DATA FOR THIS EXERCISE:
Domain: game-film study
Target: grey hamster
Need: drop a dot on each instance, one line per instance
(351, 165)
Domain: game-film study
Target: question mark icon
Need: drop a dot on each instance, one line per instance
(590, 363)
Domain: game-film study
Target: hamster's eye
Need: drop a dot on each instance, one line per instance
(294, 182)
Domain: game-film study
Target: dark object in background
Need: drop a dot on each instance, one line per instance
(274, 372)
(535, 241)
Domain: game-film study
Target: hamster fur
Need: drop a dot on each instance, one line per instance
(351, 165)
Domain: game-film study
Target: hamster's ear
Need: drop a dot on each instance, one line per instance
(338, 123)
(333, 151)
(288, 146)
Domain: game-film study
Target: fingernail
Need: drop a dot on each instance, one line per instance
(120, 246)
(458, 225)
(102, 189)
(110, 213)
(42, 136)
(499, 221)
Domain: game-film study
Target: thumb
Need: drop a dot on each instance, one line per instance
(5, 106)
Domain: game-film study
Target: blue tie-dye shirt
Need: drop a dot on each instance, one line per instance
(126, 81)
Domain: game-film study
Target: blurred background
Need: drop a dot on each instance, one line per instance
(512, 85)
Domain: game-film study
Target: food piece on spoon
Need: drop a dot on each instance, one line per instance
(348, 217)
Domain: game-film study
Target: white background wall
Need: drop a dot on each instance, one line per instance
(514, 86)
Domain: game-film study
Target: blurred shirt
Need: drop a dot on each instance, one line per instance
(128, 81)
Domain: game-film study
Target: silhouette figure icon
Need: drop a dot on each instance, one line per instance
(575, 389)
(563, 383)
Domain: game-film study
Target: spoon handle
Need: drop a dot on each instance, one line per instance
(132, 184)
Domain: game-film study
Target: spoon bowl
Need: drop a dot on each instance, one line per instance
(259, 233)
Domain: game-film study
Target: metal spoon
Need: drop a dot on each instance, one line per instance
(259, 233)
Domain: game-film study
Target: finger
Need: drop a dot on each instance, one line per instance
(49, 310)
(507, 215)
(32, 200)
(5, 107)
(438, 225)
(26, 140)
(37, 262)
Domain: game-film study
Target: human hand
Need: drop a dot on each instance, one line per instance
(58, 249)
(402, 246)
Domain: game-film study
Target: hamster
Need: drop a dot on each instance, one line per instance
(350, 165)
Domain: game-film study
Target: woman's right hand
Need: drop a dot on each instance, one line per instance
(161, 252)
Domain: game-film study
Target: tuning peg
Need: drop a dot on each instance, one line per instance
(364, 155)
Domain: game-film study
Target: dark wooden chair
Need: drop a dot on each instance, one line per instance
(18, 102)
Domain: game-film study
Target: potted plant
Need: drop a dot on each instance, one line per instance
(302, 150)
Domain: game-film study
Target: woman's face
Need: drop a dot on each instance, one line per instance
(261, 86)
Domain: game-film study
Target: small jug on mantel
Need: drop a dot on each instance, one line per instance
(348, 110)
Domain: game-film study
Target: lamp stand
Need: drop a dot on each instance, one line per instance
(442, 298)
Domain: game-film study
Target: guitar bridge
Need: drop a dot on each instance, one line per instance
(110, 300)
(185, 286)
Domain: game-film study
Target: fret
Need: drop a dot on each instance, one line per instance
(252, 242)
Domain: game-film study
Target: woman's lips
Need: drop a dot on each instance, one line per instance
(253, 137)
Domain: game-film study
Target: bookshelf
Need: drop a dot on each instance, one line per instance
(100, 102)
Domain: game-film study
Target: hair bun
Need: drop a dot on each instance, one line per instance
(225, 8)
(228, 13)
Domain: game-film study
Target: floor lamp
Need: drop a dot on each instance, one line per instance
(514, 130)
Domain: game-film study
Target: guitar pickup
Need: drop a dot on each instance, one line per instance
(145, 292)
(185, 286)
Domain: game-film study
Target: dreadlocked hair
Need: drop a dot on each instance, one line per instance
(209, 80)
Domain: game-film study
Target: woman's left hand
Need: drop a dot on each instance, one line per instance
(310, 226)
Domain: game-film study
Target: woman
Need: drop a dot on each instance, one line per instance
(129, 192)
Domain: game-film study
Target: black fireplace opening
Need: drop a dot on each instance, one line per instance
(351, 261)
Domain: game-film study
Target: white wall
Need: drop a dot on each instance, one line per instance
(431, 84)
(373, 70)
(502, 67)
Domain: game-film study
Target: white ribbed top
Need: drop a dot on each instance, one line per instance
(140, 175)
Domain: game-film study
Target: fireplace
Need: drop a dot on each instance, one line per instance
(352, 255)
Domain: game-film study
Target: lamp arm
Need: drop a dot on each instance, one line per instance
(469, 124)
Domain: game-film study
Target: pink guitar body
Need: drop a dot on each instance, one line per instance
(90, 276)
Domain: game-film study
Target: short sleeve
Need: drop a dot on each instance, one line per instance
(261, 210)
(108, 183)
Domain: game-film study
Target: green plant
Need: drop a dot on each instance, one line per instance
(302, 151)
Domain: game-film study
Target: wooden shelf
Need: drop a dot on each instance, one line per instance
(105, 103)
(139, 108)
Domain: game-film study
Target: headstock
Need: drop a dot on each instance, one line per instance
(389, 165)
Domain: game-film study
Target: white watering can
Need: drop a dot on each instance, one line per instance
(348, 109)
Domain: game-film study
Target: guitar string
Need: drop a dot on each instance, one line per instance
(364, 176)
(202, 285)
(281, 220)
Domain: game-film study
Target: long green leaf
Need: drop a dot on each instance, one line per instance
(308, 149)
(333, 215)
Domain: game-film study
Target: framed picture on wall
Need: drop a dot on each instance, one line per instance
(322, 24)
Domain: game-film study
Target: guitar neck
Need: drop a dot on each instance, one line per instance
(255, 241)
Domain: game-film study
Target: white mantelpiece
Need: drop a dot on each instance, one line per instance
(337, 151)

TASK DESCRIPTION:
Make a verbatim copy of every entry shown above.

RESULT OF THE TASK:
Domain: game-film study
Target: grey hamster
Need: drop a dot on each instance, one line per instance
(351, 165)
Domain: game-film study
Target: question mark icon
Need: drop a dot on each instance, one line per instance
(590, 363)
Domain: game-film study
Target: hamster's eye
Need: drop a dot on each instance, one line per instance
(294, 182)
Domain: game-film study
Target: dark object in background
Need: drop a dot on each instance, one line per instance
(274, 372)
(535, 241)
Domain: game-film study
Target: hamster fur
Need: drop a dot on each instance, one line per instance
(351, 165)
Domain: game-film study
Target: hamster's ear
Need: drop a dot on each instance, one line per instance
(338, 123)
(333, 151)
(288, 146)
Domain: game-film study
Target: fingernail
Need: drop a dot on each instance, one line per instance
(120, 246)
(458, 225)
(102, 189)
(110, 213)
(42, 136)
(499, 221)
Domain: game-film study
Target: thumb
Need: drop a dot on each instance, one line per instance
(5, 106)
Domain: game-film study
Target: blue tie-dye shirt
Need: drop a dot on each instance, one line per instance
(126, 81)
Domain: game-film study
Target: blurred background
Need: drop a dot on each instance, one line per instance
(512, 85)
Domain: game-film study
Target: food piece on spoon
Need: drop a dot on each instance, one line per instance
(348, 217)
Domain: game-film study
Target: white background wall
Need: drop a dot on each instance, one line per instance
(514, 86)
Domain: game-film study
Target: blurred shirt
Need: drop a dot on each instance, one line per instance
(128, 81)
Domain: game-film study
Target: silhouette figure icon
Need: drop a dot on each instance, one line per instance
(575, 389)
(563, 383)
Domain: game-film study
Target: spoon handle
Need: drop a dot on each instance, one line per instance
(132, 184)
Domain: game-film study
Target: spoon bowl
Need: drop a dot on each instance, one line per instance
(259, 233)
Domain: game-film study
Target: metal spoon
Need: drop a dot on each instance, one line per instance
(259, 233)
Domain: game-film study
Target: finger
Need: drop a dot on each instance, one line per instance
(49, 310)
(507, 215)
(32, 200)
(5, 107)
(438, 225)
(26, 140)
(37, 262)
Domain: game-film study
Target: human hand
Need: drop a dot on each instance, one line per instance
(58, 249)
(402, 246)
Domain: game-film study
Target: hamster
Need: drop a dot on each instance, one line per instance
(350, 165)
Domain: game-film study
Target: woman's right hand
Need: drop a dot on each instance, one line per instance
(161, 252)
Domain: game-film study
Target: tuning peg
Need: drop a dot on each instance, one line per instance
(364, 155)
Domain: game-film study
Target: dark wooden chair
Need: drop a dot on each instance, one line per instance
(18, 102)
Domain: game-film study
Target: potted plant
Need: drop a dot on each instance, one line per instance
(302, 150)
Domain: game-film study
Target: woman's face
Need: drop a dot on each instance, one line per instance
(261, 86)
Domain: game-film study
Target: small jug on mantel
Need: drop a dot on each instance, one line per instance
(348, 110)
Domain: game-film study
Target: lamp stand
Need: drop a dot on each instance, one line per instance
(442, 298)
Domain: game-film study
Target: guitar bridge
Need: drop a dot on each instance, one line per instance
(110, 300)
(185, 286)
Domain: game-film study
Target: fret
Need: drop a dot on each instance, one line per instance
(252, 242)
Domain: game-film study
Target: woman's lips
Need: drop a dot on each instance, one line per instance
(253, 137)
Domain: game-film study
Target: bookshelf
Need: drop a dot on each instance, one line per instance
(100, 102)
Domain: game-film study
Target: hair bun
Need: drop a dot on each instance, one line per instance
(225, 8)
(228, 13)
Domain: game-film study
Target: floor lamp
Need: drop a dot on each instance, one line per instance
(514, 130)
Domain: game-film study
Target: guitar pickup
Need: drop a dot on each instance, one line per instance
(145, 292)
(185, 286)
Domain: game-film study
Target: dreadlocked hair
Need: drop a dot on each instance, one line per instance
(209, 80)
Domain: game-film study
Target: woman's left hand
Need: drop a dot on each instance, one line per instance
(310, 226)
Domain: game-film study
Target: woman
Need: drop a dot on each instance, one line per instance
(129, 192)
Domain: game-film study
Target: black fireplace opening
Need: drop a dot on each instance, one line per instance
(351, 261)
Domain: game-film study
Target: white wall
Need: drop a dot on each instance, one line per instance
(431, 84)
(373, 70)
(502, 67)
Domain: game-film study
Target: white ribbed top
Need: drop a dot on each instance, one line per instance
(140, 175)
Domain: game-film study
Target: fireplace
Need: drop a dot on each instance, one line per instance
(352, 255)
Domain: game-film study
Target: lamp arm
Need: drop a dot on each instance, one line per instance
(469, 124)
Domain: game-film study
Target: pink guitar body
Need: drop a dot on each instance, one line per instance
(90, 276)
Domain: game-film study
Target: short sleeve
Need: drop a dot on each instance, one line per instance
(261, 210)
(108, 183)
Domain: game-film study
Target: green plant
Need: drop a dot on each instance, one line per instance
(302, 151)
Domain: game-film study
Target: wooden shelf
Need: drop a dot on each instance, one line per instance
(105, 103)
(139, 108)
Domain: game-film study
Target: headstock
Need: drop a dot on each instance, one line per instance
(389, 165)
Domain: game-film study
Target: white watering can
Need: drop a dot on each instance, one line per instance
(348, 109)
Domain: game-film study
Target: guitar string
Need: drop a dot on each instance, one line per instance
(364, 176)
(202, 285)
(281, 220)
Domain: game-film study
Target: long green leaf
Need: drop a dot on each instance, one line per instance
(308, 149)
(333, 215)
Domain: game-film study
Target: framed picture on wall
Need: drop a dot on each instance, one line per instance
(322, 24)
Domain: game-film study
Target: guitar neck
Need: drop a dot on each instance, one line per instance
(255, 241)
Domain: game-film study
Target: white mantelpiece
Need: drop a dot on each instance, one line per instance
(337, 151)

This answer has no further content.